→ **PROBLEM TO WORK ON**
Please copy the items from the line with "the gold lettering" to the line with "[(363, 232)]", replacing "pin" with "marker" and leaving everything else unchanged.

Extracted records
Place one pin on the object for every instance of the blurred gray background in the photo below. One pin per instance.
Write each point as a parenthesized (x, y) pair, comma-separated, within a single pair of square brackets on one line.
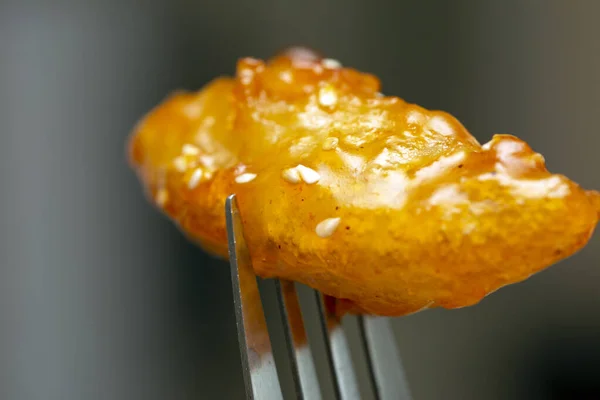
[(102, 298)]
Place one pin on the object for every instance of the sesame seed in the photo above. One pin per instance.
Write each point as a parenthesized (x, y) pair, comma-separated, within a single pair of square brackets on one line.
[(291, 175), (180, 164), (308, 175), (195, 178), (326, 227), (327, 96), (190, 150), (331, 63), (245, 178), (330, 143)]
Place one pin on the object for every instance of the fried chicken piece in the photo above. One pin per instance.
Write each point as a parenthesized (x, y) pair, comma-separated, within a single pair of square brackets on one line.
[(384, 205)]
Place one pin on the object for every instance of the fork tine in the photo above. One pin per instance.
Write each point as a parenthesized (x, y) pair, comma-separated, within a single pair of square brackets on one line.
[(385, 366), (258, 366), (338, 353), (303, 367)]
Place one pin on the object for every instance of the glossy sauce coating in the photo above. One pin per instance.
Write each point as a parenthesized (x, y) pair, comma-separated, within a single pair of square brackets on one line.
[(384, 205)]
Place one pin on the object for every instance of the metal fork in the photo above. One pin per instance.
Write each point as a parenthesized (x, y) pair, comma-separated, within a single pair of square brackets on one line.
[(259, 370)]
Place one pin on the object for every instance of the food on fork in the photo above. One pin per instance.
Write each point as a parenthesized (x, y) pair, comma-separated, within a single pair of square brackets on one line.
[(386, 206)]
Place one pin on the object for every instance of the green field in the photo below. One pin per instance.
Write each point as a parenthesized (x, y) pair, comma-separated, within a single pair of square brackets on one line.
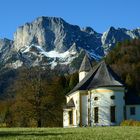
[(96, 133)]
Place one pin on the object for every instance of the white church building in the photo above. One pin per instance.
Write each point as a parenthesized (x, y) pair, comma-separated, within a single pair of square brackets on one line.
[(99, 99)]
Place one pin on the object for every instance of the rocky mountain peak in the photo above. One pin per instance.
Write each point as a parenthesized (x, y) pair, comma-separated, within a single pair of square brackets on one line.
[(51, 41)]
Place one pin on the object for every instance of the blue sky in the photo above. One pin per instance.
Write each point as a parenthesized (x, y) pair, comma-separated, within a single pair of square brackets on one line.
[(99, 14)]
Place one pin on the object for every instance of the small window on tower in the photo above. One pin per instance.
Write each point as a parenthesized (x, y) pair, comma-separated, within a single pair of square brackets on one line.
[(112, 97), (132, 111), (96, 98)]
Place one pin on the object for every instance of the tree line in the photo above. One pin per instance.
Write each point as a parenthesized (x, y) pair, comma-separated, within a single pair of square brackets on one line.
[(34, 97)]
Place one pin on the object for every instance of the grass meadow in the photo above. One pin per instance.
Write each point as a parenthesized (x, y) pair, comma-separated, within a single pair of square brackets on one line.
[(96, 133)]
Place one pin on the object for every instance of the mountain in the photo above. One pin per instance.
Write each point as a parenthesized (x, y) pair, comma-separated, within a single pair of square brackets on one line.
[(51, 41)]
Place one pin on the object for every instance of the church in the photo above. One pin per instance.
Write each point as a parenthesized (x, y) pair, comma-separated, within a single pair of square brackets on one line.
[(99, 99)]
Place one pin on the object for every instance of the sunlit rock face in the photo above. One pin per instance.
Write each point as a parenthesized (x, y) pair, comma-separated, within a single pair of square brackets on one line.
[(51, 41)]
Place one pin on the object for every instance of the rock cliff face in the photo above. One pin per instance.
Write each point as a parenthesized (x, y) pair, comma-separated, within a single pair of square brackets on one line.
[(56, 34), (51, 41)]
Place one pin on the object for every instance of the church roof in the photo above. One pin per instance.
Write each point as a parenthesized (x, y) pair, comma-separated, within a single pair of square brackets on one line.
[(100, 76), (86, 65)]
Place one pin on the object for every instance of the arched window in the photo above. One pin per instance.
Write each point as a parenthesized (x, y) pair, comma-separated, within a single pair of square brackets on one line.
[(96, 98), (112, 97)]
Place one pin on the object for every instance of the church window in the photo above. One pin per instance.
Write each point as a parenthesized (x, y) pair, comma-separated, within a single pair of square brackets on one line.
[(96, 117), (96, 98), (112, 97), (132, 111), (112, 114), (70, 117)]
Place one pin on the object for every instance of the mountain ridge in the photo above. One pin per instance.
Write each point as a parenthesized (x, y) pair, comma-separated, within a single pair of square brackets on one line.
[(51, 41)]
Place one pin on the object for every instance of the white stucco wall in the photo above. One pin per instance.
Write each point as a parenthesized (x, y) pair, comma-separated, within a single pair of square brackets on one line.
[(76, 110), (104, 103), (84, 109), (65, 118), (137, 112), (82, 75)]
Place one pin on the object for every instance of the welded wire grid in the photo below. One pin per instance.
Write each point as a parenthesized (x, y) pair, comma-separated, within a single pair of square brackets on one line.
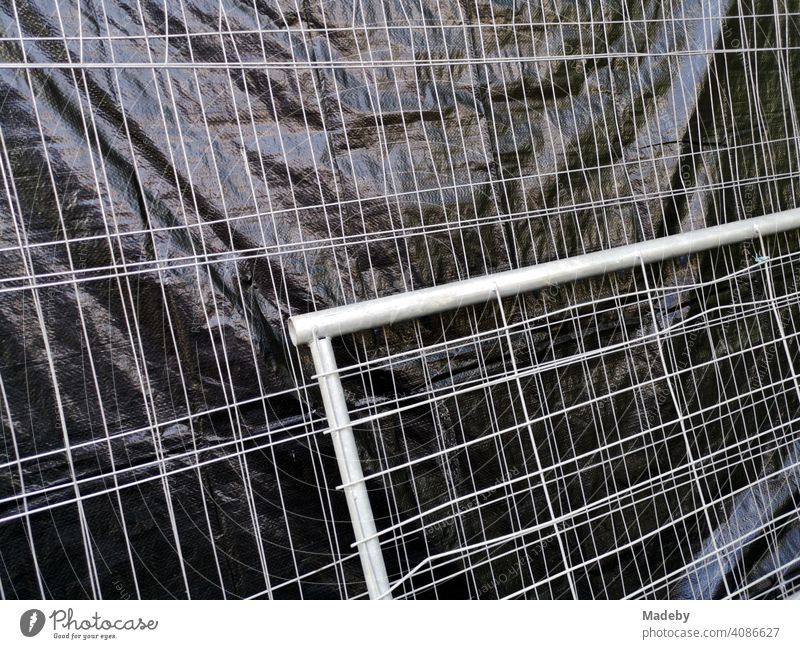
[(538, 469), (178, 178)]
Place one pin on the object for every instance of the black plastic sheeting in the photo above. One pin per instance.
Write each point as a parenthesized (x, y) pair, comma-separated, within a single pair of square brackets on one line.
[(284, 162)]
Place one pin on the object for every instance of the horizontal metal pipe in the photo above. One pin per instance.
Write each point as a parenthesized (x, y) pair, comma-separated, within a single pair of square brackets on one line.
[(447, 297)]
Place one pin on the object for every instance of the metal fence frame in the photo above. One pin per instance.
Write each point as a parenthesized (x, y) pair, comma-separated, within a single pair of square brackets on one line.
[(316, 330)]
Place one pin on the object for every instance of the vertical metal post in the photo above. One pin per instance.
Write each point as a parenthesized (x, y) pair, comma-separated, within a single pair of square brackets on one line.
[(355, 491)]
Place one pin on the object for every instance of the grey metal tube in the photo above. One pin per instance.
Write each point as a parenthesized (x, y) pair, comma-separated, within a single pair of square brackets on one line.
[(447, 297), (355, 490)]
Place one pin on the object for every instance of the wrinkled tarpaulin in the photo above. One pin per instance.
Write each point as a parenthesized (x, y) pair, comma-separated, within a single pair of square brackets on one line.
[(174, 186)]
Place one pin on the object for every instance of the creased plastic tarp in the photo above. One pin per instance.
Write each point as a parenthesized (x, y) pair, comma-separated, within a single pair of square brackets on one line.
[(285, 162)]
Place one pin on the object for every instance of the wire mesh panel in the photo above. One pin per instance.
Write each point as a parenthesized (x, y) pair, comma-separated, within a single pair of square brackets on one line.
[(634, 436), (179, 178)]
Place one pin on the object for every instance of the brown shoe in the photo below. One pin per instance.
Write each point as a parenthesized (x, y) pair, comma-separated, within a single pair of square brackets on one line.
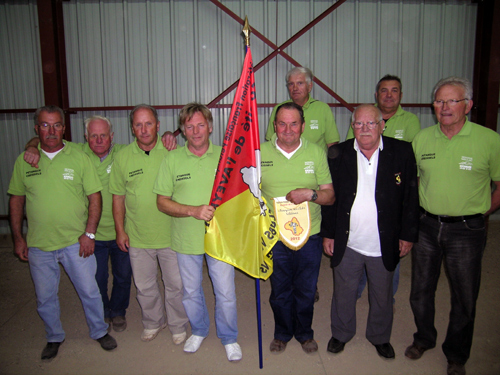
[(455, 369), (415, 351), (119, 323), (277, 346), (309, 346)]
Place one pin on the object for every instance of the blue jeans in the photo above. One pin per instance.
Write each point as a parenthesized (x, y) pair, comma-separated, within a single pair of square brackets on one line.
[(293, 285), (395, 283), (222, 276), (461, 246), (45, 272), (122, 277)]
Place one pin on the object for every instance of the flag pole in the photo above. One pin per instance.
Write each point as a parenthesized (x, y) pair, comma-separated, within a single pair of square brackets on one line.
[(246, 32)]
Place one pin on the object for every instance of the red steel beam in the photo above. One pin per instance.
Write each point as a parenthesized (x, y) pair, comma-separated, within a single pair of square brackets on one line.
[(279, 50)]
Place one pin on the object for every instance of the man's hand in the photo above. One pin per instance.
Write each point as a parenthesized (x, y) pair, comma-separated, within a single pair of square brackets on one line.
[(328, 245), (404, 248), (21, 248), (203, 212), (32, 156), (169, 141), (122, 241), (298, 196), (86, 246)]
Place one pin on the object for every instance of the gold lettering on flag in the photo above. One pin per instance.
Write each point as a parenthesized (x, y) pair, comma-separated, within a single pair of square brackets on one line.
[(294, 222)]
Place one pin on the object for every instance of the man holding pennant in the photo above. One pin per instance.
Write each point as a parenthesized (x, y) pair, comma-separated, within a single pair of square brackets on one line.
[(295, 175)]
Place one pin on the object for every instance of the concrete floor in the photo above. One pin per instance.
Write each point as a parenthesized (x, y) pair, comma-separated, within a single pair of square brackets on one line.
[(22, 336)]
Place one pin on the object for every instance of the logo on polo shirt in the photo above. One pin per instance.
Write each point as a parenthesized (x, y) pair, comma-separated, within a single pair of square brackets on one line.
[(68, 174), (180, 177), (309, 168), (466, 163), (314, 125)]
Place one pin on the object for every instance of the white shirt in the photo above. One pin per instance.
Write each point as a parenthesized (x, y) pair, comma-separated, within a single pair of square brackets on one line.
[(363, 232)]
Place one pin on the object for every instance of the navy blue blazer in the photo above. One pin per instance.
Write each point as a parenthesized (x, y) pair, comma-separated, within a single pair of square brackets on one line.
[(396, 197)]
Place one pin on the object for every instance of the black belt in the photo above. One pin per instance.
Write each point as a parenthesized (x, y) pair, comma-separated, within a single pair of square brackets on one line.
[(449, 219)]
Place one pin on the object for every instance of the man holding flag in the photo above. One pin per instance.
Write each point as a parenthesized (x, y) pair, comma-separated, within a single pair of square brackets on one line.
[(297, 171), (183, 185)]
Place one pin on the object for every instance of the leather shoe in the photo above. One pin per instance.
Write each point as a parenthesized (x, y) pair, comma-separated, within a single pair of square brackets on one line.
[(309, 346), (415, 351), (335, 346), (107, 342), (119, 323), (455, 369), (277, 346), (50, 350), (385, 350)]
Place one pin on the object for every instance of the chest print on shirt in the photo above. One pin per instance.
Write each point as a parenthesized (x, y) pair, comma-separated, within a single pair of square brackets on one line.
[(314, 125), (466, 163), (68, 174), (309, 168)]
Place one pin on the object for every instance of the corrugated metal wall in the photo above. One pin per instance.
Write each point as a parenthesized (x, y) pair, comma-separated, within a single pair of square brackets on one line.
[(123, 53)]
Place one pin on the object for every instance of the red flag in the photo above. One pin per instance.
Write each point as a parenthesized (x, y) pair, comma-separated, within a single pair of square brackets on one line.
[(242, 232)]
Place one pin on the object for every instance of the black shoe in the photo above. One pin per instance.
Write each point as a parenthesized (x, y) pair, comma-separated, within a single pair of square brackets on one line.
[(385, 350), (455, 369), (50, 350), (335, 346), (107, 342)]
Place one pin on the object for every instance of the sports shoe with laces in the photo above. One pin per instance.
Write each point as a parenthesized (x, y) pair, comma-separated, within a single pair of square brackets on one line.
[(193, 343)]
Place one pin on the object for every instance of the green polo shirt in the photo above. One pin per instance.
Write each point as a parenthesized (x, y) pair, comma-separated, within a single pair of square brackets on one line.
[(188, 179), (106, 228), (320, 125), (56, 196), (456, 174), (133, 175), (307, 168), (402, 125)]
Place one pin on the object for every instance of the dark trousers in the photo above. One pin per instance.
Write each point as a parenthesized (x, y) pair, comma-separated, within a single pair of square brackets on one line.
[(461, 246), (346, 281), (122, 277), (293, 285)]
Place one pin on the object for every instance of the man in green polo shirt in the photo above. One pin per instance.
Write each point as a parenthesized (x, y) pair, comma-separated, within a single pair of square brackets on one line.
[(294, 168), (63, 205), (101, 150), (457, 160), (320, 127), (399, 124), (143, 231), (184, 184)]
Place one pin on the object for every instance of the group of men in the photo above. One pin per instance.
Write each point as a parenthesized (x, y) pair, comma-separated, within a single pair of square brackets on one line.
[(381, 197)]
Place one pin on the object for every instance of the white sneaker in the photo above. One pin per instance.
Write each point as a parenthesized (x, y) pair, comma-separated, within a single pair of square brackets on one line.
[(193, 343), (179, 338), (150, 334), (233, 352)]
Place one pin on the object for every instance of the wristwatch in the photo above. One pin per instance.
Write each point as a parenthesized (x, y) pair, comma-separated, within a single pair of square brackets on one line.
[(90, 235), (314, 196)]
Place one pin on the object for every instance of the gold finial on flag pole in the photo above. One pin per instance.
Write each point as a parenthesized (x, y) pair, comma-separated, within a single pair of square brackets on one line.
[(246, 31)]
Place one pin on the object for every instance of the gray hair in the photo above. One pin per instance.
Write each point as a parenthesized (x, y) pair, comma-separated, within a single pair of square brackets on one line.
[(96, 117), (48, 109), (362, 106), (142, 106), (300, 70), (454, 81)]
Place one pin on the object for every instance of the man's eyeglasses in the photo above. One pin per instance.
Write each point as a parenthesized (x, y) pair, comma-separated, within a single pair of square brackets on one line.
[(449, 102), (56, 126), (369, 124)]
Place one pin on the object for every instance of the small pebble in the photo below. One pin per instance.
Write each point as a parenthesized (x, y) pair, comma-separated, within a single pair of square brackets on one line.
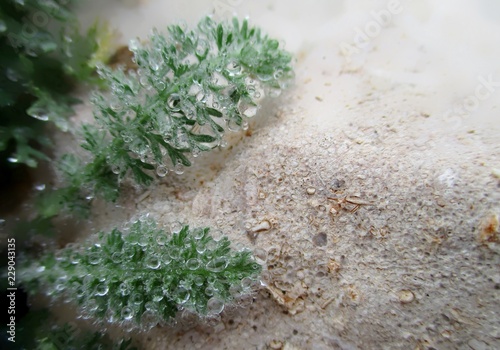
[(275, 344), (406, 296), (311, 190), (263, 226)]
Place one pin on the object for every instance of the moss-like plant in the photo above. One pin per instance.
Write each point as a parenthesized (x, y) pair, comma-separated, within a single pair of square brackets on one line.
[(42, 55), (144, 275), (189, 88)]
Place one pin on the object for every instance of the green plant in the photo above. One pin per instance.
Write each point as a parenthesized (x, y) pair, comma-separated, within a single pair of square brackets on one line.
[(42, 55), (189, 88), (144, 275), (69, 337)]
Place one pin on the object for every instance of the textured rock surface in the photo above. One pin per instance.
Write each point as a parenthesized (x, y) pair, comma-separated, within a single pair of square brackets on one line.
[(365, 190)]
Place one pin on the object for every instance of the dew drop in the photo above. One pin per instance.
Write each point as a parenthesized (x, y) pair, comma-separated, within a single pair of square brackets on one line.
[(161, 170), (127, 313), (153, 262), (39, 113), (102, 289), (246, 283), (176, 227), (117, 257), (136, 299), (157, 294), (94, 258), (215, 306), (248, 110), (124, 289), (210, 291), (217, 264), (179, 169), (232, 125), (160, 86), (201, 248), (198, 233), (193, 264), (233, 68), (181, 295), (278, 74), (161, 239), (173, 102), (274, 92), (202, 47), (174, 253), (198, 281), (149, 306)]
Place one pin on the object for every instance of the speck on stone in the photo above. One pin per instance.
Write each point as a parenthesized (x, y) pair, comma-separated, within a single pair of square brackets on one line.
[(320, 239)]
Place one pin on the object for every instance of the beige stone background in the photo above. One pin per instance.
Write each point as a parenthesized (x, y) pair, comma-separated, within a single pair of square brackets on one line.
[(395, 109)]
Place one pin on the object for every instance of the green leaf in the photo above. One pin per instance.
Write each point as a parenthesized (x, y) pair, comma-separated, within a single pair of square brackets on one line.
[(202, 138), (220, 36)]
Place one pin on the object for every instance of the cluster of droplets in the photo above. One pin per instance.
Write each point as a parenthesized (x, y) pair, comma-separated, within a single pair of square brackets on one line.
[(143, 276), (186, 92)]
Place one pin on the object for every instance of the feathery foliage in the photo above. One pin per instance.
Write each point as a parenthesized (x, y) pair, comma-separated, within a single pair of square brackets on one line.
[(144, 275), (189, 88), (42, 55)]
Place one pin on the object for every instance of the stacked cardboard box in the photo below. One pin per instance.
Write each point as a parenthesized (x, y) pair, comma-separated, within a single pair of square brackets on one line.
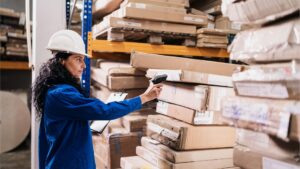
[(267, 105), (109, 148), (215, 38), (121, 136), (189, 133), (13, 45), (76, 20), (154, 21), (257, 11), (216, 20)]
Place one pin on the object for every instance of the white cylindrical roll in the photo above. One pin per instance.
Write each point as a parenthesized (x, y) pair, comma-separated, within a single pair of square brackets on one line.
[(14, 121)]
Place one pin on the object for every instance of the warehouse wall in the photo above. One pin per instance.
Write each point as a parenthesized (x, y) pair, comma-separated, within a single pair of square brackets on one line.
[(17, 5)]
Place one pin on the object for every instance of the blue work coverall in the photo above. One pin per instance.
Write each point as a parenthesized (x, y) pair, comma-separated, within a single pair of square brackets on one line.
[(65, 139)]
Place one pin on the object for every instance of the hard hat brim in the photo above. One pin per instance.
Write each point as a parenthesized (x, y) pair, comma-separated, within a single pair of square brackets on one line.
[(61, 50)]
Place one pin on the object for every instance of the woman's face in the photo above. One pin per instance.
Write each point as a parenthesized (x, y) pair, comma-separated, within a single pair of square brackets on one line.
[(75, 64)]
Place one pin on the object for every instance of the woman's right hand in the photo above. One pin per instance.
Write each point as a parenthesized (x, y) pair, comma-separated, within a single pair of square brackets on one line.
[(151, 93)]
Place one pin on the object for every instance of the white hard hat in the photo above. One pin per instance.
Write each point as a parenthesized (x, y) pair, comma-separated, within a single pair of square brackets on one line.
[(67, 41)]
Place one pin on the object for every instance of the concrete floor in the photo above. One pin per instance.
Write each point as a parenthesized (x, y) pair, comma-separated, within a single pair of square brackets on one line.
[(18, 158)]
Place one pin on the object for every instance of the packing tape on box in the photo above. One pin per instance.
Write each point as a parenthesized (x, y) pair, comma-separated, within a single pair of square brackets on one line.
[(163, 131), (205, 117), (162, 107), (269, 163)]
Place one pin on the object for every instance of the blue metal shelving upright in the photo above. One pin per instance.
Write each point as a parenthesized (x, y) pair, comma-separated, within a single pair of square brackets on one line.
[(86, 27)]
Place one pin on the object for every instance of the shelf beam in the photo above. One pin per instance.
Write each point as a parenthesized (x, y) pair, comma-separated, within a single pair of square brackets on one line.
[(127, 47), (13, 65)]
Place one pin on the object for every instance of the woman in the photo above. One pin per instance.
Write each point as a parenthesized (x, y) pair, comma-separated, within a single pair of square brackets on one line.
[(65, 140)]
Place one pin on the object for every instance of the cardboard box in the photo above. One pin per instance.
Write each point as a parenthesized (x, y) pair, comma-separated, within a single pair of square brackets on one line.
[(135, 162), (208, 31), (157, 5), (259, 45), (102, 93), (178, 93), (103, 7), (198, 12), (259, 11), (118, 68), (270, 146), (225, 23), (115, 146), (154, 61), (134, 123), (276, 117), (206, 4), (247, 159), (278, 81), (192, 77), (183, 136), (162, 163), (211, 45), (118, 82), (176, 157), (189, 115), (145, 11), (153, 26), (212, 39), (185, 3), (199, 96)]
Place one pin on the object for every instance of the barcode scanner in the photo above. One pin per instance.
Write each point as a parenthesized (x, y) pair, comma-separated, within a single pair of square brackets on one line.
[(159, 78)]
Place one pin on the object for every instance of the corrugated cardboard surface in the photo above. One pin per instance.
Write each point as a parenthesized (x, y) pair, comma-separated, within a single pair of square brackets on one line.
[(165, 3), (119, 68), (135, 162), (257, 45), (191, 77), (154, 6), (247, 159), (182, 136), (186, 3), (189, 115), (178, 93), (259, 11), (201, 97), (154, 61), (279, 81), (185, 156), (119, 82), (134, 123), (118, 145), (225, 23), (153, 26), (244, 158), (271, 146), (163, 163), (276, 117), (104, 7), (144, 11), (102, 93)]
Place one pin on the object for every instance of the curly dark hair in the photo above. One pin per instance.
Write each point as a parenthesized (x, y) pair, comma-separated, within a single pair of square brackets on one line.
[(52, 73)]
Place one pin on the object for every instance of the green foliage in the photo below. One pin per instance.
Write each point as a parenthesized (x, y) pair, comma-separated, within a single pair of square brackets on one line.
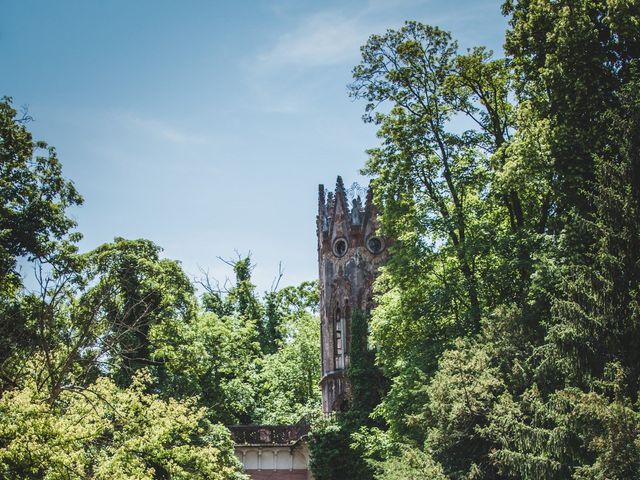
[(105, 432), (507, 319), (366, 381), (109, 368), (290, 376), (135, 292), (332, 454), (34, 224)]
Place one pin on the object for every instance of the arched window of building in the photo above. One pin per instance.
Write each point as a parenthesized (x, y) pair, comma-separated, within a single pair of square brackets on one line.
[(347, 321), (337, 339)]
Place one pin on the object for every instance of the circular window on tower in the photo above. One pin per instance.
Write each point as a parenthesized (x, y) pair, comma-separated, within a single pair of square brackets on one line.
[(340, 247), (375, 245)]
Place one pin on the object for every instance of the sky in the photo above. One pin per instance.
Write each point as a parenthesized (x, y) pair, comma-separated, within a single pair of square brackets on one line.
[(206, 126)]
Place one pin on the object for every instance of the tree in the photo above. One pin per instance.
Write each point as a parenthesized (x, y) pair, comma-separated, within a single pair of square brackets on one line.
[(105, 432), (34, 197)]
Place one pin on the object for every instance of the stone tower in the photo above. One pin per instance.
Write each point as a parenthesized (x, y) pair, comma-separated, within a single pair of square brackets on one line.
[(349, 254)]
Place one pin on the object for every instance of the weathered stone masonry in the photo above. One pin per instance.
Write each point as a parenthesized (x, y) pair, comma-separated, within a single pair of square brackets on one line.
[(349, 255)]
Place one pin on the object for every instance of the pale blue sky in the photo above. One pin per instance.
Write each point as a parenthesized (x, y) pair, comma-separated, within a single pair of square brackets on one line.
[(206, 126)]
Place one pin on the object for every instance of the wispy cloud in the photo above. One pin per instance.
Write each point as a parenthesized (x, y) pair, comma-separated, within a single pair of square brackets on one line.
[(322, 39), (158, 128)]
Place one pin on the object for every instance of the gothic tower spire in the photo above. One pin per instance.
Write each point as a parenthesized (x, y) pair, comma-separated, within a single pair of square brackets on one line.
[(350, 251)]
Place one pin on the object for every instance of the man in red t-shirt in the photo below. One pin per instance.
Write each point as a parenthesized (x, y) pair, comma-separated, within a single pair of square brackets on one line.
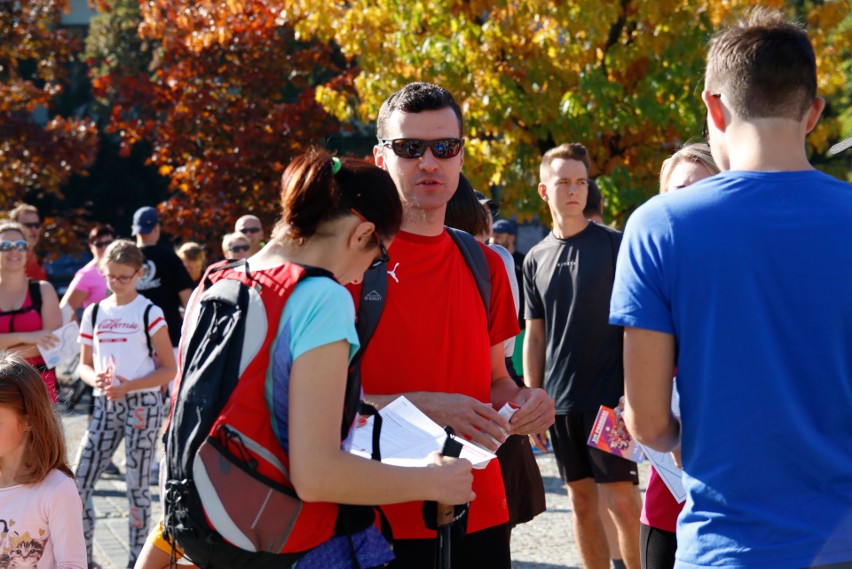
[(433, 343), (27, 215)]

→ **ANSWER BELOW**
Place one marker on the object for every instance of the gold lettering on flag in the photo above. One marker per instance.
Write each point as a parenthesized (x, y) pair, comma-separated, within a single pair of square brackets on one line.
[(294, 222)]
Place one marker on the object for every instance of the man holding pennant in the photo above. One marker per instance.
Write each point as a parenthesized (x, y) pair, comma-separated, within a single pair of square brackets on one line.
[(295, 175)]
Place one marker on the object for every instance of the concrete floor in the photo above. One marker per instance.
Write each point as a parenthesized (x, y) pair, comma-separated, within a single pair of square brackets on one line.
[(22, 336)]
Place one marker on the object for every instance of the logo on polo shirt in the photo above. One marker per instance.
Write each point as a parenthesized (x, y) pair, comma-separated, within a single pair of square brackets on one line.
[(68, 174), (180, 177), (309, 168), (466, 163), (314, 125)]
Place one marker on the object for every instance of the white shirt in the photo above. One marker per instance.
Write each point as a parenthesized (x, y) pair, comma-separated, within a single pair of square brackets on one line.
[(363, 232)]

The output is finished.